• Goal of the exercise: Beginning at the line that contains "foliage with a single pin per instance." and continuing through the last of the entries, output those lines as a numbered list with blank lines omitted.

•••••

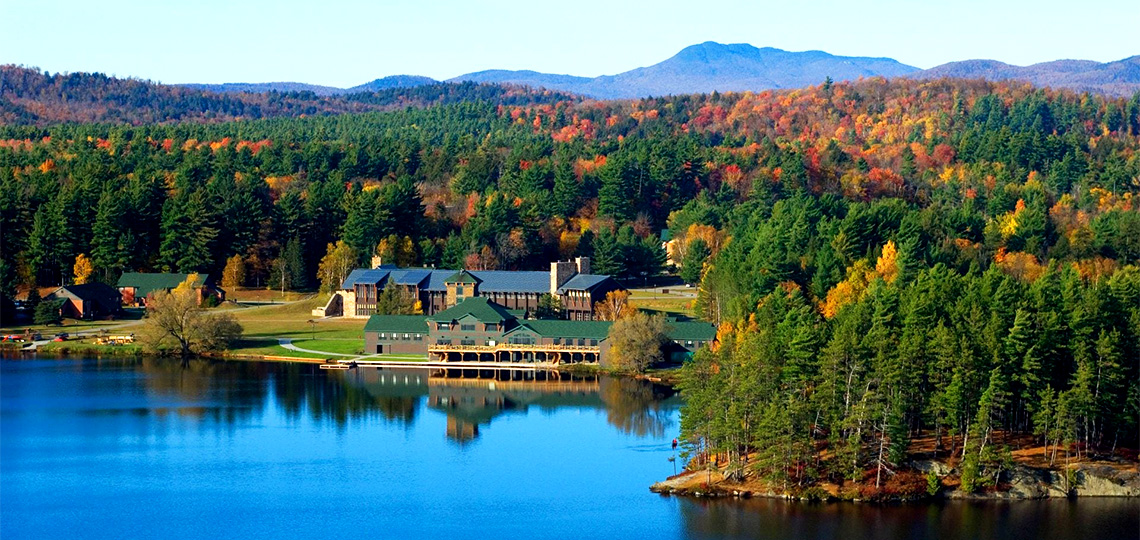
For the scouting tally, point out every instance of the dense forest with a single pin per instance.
(885, 259)
(31, 97)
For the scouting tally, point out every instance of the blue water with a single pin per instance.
(154, 449)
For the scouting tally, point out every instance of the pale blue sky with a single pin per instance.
(347, 42)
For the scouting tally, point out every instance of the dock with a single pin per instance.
(440, 365)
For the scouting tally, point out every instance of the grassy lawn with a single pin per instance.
(340, 346)
(265, 324)
(244, 294)
(664, 303)
(72, 326)
(89, 346)
(292, 320)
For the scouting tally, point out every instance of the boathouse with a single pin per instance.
(480, 330)
(570, 281)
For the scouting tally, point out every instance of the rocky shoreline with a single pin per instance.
(1020, 483)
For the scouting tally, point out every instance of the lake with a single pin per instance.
(155, 449)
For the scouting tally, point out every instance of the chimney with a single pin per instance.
(583, 264)
(560, 273)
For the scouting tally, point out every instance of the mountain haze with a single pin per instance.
(383, 83)
(708, 67)
(713, 66)
(1120, 78)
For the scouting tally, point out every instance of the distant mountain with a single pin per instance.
(265, 87)
(384, 83)
(29, 96)
(706, 67)
(391, 81)
(1120, 78)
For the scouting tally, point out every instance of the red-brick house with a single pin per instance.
(137, 286)
(88, 301)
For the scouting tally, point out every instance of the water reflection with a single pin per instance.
(228, 392)
(474, 399)
(1044, 520)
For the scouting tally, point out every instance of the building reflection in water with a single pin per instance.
(472, 399)
(227, 392)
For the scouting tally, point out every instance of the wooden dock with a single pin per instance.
(439, 365)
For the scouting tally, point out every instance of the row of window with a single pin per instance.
(399, 337)
(467, 327)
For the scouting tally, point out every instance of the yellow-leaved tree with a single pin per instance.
(613, 307)
(234, 273)
(83, 269)
(176, 321)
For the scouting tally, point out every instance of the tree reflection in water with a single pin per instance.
(229, 391)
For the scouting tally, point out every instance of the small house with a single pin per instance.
(88, 301)
(137, 286)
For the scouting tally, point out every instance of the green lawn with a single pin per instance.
(340, 346)
(664, 303)
(72, 326)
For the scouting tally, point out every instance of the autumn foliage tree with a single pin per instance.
(613, 307)
(82, 270)
(340, 259)
(636, 342)
(176, 321)
(234, 273)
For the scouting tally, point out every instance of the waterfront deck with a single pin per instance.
(449, 365)
(515, 353)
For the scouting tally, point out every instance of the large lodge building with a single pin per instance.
(569, 281)
(480, 330)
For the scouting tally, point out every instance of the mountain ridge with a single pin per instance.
(711, 66)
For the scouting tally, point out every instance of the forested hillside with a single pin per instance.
(884, 258)
(31, 97)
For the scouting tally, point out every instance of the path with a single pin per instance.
(84, 333)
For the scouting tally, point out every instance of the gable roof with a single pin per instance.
(583, 281)
(369, 276)
(105, 295)
(513, 281)
(477, 307)
(591, 329)
(462, 277)
(692, 330)
(146, 283)
(535, 281)
(397, 324)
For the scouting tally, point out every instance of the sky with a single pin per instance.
(348, 42)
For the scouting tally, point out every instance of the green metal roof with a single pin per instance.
(462, 277)
(147, 283)
(592, 329)
(479, 308)
(693, 330)
(397, 324)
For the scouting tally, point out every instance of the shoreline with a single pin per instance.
(1089, 480)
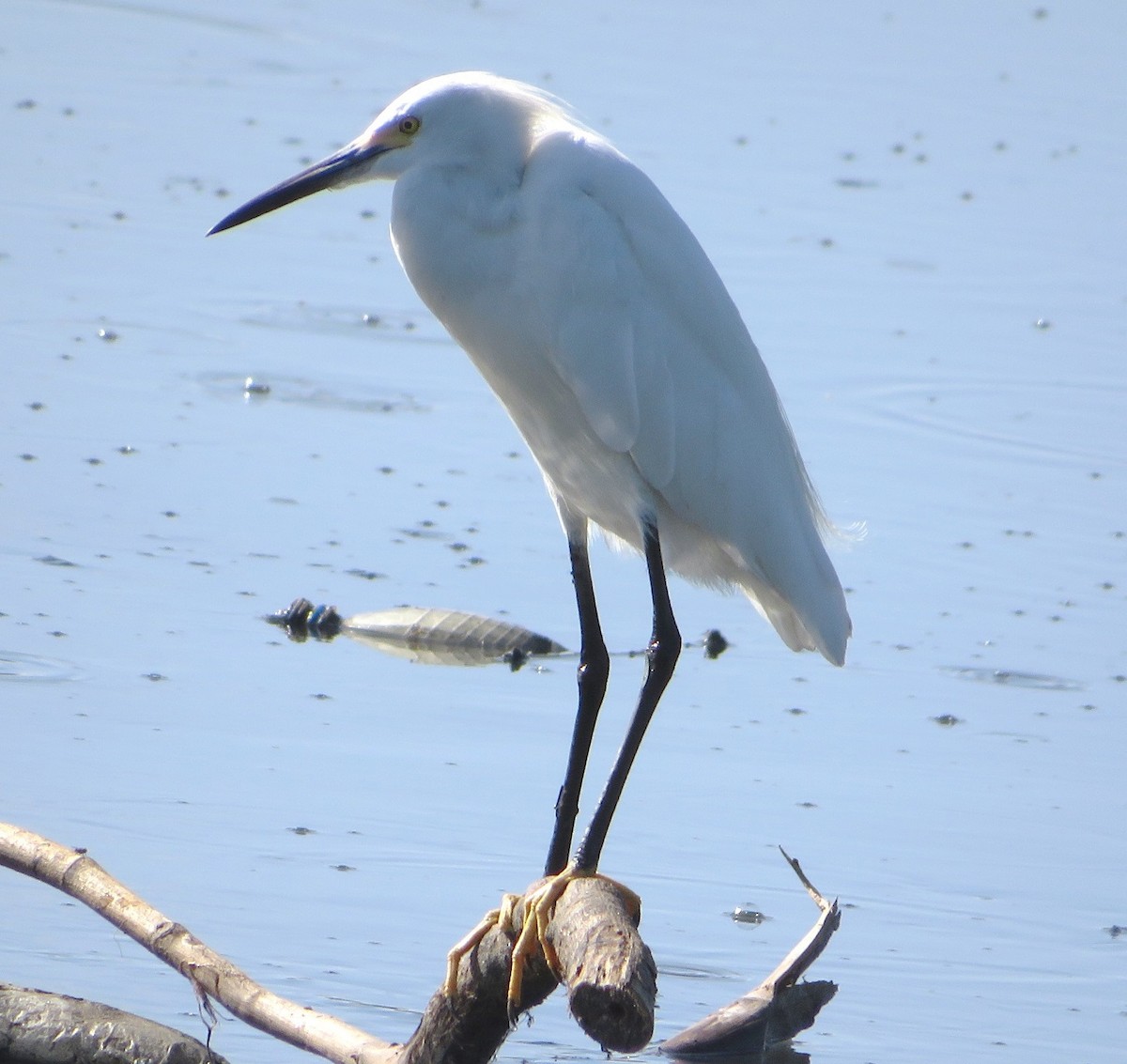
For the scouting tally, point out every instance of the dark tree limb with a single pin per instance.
(776, 1010)
(38, 1026)
(610, 972)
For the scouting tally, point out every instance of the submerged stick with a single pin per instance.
(776, 1010)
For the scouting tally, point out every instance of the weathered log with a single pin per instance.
(38, 1026)
(610, 970)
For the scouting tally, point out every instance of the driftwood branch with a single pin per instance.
(776, 1010)
(209, 974)
(610, 972)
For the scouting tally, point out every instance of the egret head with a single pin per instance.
(474, 119)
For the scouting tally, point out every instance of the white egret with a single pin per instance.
(595, 316)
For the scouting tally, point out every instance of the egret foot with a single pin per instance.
(539, 905)
(502, 918)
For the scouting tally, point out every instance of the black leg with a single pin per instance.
(594, 669)
(664, 649)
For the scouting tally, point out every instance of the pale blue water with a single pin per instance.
(896, 196)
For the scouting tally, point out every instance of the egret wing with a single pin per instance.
(659, 360)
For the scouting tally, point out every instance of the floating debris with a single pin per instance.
(432, 636)
(1014, 679)
(715, 643)
(749, 914)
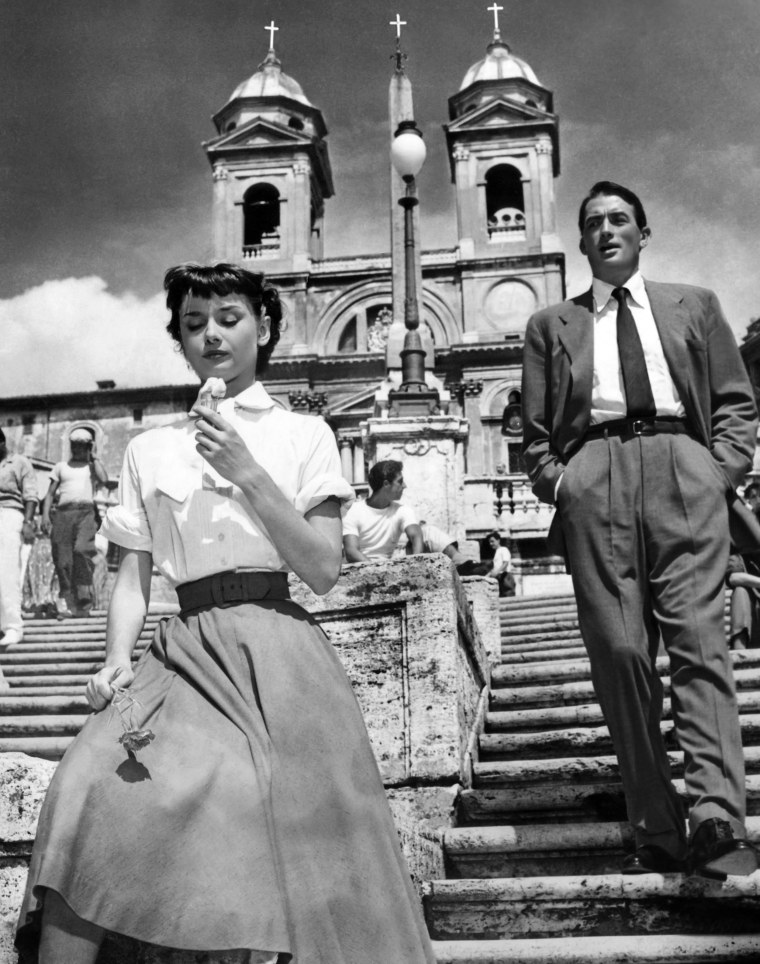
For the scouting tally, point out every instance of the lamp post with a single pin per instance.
(413, 397)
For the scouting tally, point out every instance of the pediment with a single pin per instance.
(358, 403)
(258, 132)
(499, 113)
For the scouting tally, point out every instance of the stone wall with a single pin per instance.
(412, 648)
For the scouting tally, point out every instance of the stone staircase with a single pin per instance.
(45, 706)
(533, 864)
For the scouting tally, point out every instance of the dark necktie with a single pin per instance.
(638, 390)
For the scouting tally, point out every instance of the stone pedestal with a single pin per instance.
(432, 450)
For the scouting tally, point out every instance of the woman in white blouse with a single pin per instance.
(224, 794)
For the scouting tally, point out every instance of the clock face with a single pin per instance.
(511, 422)
(508, 305)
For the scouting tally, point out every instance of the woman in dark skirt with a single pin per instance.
(224, 795)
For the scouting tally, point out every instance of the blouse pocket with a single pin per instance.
(178, 483)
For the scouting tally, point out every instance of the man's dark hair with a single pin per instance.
(382, 472)
(222, 279)
(610, 189)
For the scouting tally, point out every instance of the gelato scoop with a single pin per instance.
(212, 392)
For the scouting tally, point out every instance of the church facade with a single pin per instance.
(272, 178)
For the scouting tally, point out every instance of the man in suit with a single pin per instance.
(639, 421)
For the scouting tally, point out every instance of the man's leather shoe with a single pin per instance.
(715, 852)
(651, 859)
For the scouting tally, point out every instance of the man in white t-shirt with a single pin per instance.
(73, 528)
(373, 529)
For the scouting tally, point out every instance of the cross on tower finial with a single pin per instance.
(495, 9)
(271, 28)
(398, 23)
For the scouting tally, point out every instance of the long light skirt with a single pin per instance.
(255, 819)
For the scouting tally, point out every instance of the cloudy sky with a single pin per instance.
(104, 182)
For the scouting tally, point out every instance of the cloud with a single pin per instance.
(64, 336)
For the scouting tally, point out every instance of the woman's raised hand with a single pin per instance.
(100, 686)
(221, 446)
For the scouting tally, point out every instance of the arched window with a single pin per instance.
(261, 220)
(505, 204)
(511, 428)
(370, 328)
(347, 342)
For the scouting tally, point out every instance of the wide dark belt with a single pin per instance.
(627, 428)
(232, 588)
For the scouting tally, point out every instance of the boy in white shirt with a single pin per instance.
(372, 529)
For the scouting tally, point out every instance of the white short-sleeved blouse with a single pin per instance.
(194, 523)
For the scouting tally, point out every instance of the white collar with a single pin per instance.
(255, 398)
(603, 291)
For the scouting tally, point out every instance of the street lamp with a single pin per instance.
(407, 157)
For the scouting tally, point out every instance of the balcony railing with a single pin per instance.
(508, 498)
(269, 248)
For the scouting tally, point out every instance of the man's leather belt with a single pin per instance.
(231, 588)
(627, 428)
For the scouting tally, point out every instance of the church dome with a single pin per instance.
(270, 81)
(499, 63)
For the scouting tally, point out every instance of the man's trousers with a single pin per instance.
(72, 541)
(645, 522)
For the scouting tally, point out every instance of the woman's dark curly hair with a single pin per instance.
(222, 279)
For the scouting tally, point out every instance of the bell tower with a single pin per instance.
(271, 173)
(503, 146)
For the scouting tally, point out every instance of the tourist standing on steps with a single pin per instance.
(224, 795)
(639, 421)
(75, 523)
(18, 503)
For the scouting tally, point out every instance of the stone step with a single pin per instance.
(535, 646)
(53, 688)
(546, 850)
(583, 769)
(41, 725)
(14, 659)
(537, 601)
(537, 627)
(59, 668)
(522, 636)
(507, 697)
(34, 649)
(578, 669)
(641, 949)
(16, 705)
(543, 654)
(584, 740)
(73, 681)
(585, 714)
(562, 802)
(47, 747)
(581, 906)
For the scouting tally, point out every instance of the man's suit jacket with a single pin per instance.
(703, 359)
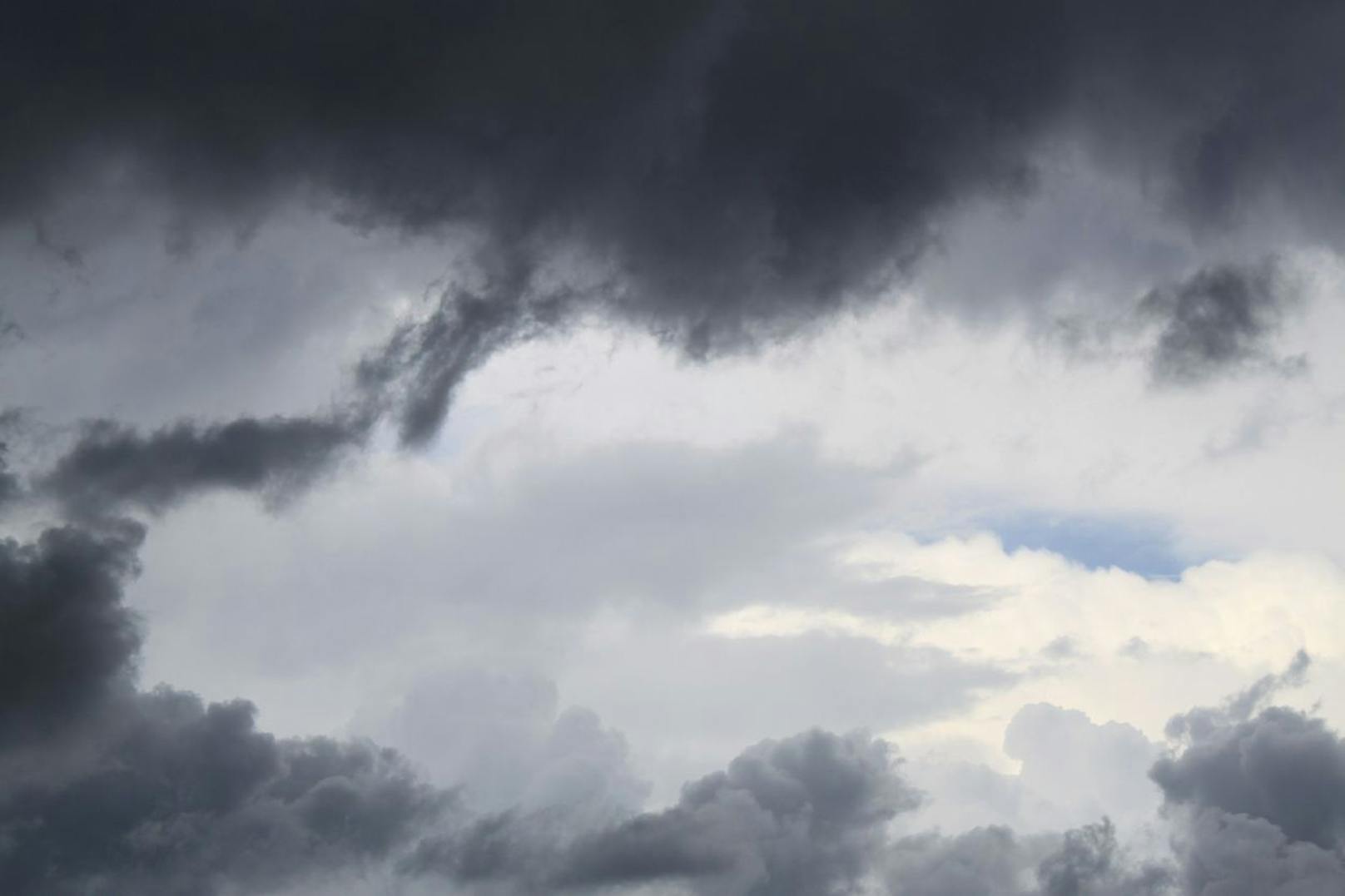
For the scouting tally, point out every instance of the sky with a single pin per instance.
(720, 448)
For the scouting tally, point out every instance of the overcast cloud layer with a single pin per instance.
(721, 448)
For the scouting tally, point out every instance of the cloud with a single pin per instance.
(1218, 319)
(720, 174)
(799, 815)
(112, 468)
(189, 798)
(66, 641)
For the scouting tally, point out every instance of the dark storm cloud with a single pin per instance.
(159, 793)
(66, 641)
(185, 798)
(1281, 765)
(1218, 319)
(112, 467)
(799, 815)
(154, 793)
(1204, 721)
(718, 172)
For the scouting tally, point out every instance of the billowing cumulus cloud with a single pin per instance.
(724, 176)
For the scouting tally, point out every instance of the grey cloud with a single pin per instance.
(189, 798)
(1218, 319)
(66, 641)
(112, 468)
(1227, 854)
(995, 861)
(104, 789)
(163, 794)
(504, 739)
(799, 815)
(1203, 721)
(1281, 765)
(721, 172)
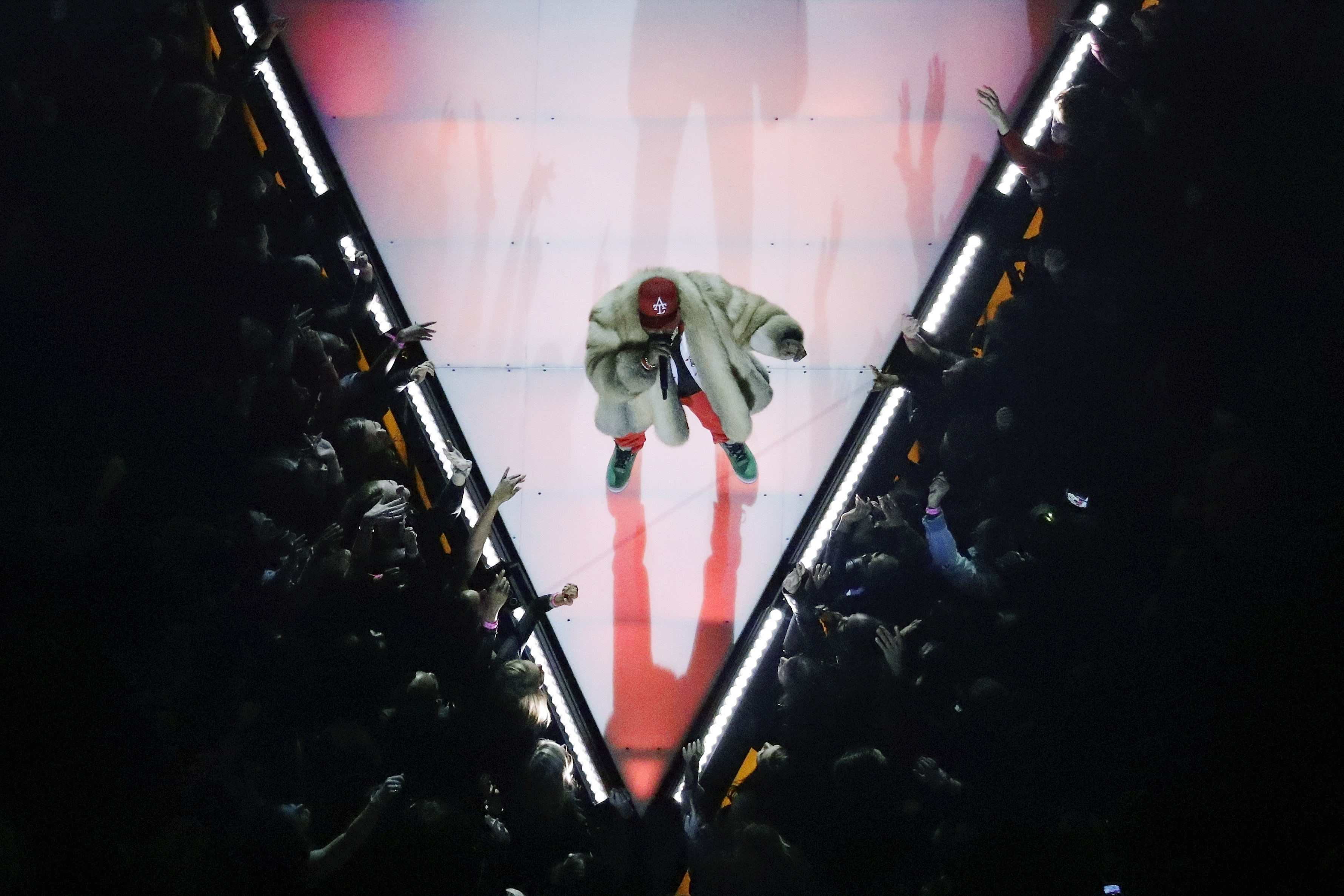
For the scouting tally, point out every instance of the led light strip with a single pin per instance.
(1047, 106)
(287, 115)
(836, 507)
(851, 479)
(714, 734)
(422, 410)
(933, 317)
(572, 731)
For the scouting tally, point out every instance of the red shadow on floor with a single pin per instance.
(652, 706)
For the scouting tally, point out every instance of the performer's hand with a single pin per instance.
(660, 346)
(882, 382)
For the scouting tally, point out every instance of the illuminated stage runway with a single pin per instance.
(515, 160)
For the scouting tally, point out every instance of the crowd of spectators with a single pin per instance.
(242, 661)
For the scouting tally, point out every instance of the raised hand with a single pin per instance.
(416, 334)
(660, 346)
(507, 488)
(691, 756)
(328, 539)
(891, 518)
(933, 777)
(791, 350)
(566, 597)
(910, 327)
(297, 320)
(990, 100)
(386, 512)
(939, 490)
(363, 268)
(861, 512)
(882, 382)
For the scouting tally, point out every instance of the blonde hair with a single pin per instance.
(520, 682)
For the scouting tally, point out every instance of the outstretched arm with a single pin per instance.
(482, 531)
(326, 862)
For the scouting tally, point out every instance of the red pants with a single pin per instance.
(699, 403)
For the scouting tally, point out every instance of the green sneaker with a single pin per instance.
(742, 461)
(619, 469)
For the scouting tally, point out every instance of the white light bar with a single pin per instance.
(933, 319)
(287, 115)
(1047, 106)
(436, 439)
(572, 731)
(740, 683)
(851, 479)
(421, 405)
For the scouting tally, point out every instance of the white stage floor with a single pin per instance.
(515, 160)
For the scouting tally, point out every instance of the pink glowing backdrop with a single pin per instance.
(515, 160)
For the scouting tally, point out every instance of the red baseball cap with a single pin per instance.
(659, 307)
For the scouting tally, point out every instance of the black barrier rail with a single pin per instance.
(337, 216)
(999, 221)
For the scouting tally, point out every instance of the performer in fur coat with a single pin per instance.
(704, 331)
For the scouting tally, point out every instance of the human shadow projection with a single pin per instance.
(725, 55)
(652, 707)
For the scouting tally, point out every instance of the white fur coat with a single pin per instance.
(724, 324)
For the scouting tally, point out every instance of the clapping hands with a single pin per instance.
(389, 790)
(990, 100)
(893, 645)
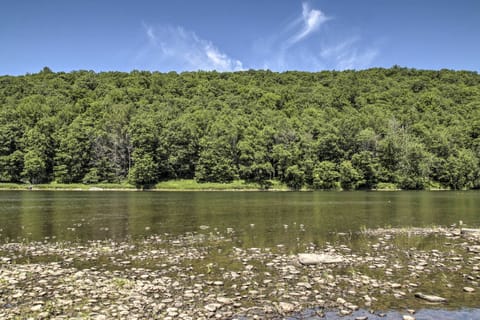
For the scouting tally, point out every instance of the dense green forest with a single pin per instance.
(412, 129)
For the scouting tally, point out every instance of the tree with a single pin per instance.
(33, 167)
(325, 176)
(144, 172)
(350, 178)
(294, 177)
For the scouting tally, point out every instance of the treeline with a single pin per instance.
(407, 128)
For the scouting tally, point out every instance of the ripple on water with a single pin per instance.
(423, 314)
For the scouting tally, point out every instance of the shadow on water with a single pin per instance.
(292, 221)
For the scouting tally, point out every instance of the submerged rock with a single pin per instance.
(314, 258)
(430, 298)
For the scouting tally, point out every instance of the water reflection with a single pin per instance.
(257, 218)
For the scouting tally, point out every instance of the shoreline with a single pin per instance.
(203, 275)
(189, 187)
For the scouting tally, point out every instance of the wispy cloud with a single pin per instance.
(311, 21)
(310, 41)
(349, 54)
(325, 49)
(175, 48)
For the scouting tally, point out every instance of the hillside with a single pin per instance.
(408, 128)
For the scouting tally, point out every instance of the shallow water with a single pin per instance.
(258, 218)
(292, 221)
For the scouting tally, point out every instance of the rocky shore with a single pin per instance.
(206, 275)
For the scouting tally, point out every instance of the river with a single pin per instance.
(260, 218)
(246, 239)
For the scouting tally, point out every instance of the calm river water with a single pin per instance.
(258, 218)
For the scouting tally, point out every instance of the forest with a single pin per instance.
(397, 127)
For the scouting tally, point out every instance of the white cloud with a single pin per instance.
(348, 54)
(174, 48)
(311, 19)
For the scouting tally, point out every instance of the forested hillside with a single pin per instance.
(327, 130)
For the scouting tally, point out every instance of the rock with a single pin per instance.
(475, 248)
(430, 298)
(224, 300)
(470, 231)
(286, 307)
(345, 312)
(212, 307)
(36, 308)
(314, 258)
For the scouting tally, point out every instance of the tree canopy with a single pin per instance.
(325, 130)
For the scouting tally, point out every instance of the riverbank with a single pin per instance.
(171, 185)
(208, 274)
(179, 185)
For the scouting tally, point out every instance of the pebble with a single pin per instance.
(169, 277)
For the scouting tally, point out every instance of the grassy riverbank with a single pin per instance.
(182, 185)
(171, 185)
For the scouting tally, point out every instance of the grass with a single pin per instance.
(174, 185)
(194, 185)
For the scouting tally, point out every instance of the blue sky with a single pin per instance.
(223, 35)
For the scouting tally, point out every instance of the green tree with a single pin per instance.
(294, 177)
(325, 176)
(350, 178)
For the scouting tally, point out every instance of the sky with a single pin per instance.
(228, 35)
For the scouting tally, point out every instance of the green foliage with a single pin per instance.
(407, 128)
(294, 177)
(325, 176)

•••••

• Completed exercise:
1. For the scouting tally, point out every instance of the green foliage with a single pin per instance.
2. (407, 128)
3. (294, 177)
4. (325, 176)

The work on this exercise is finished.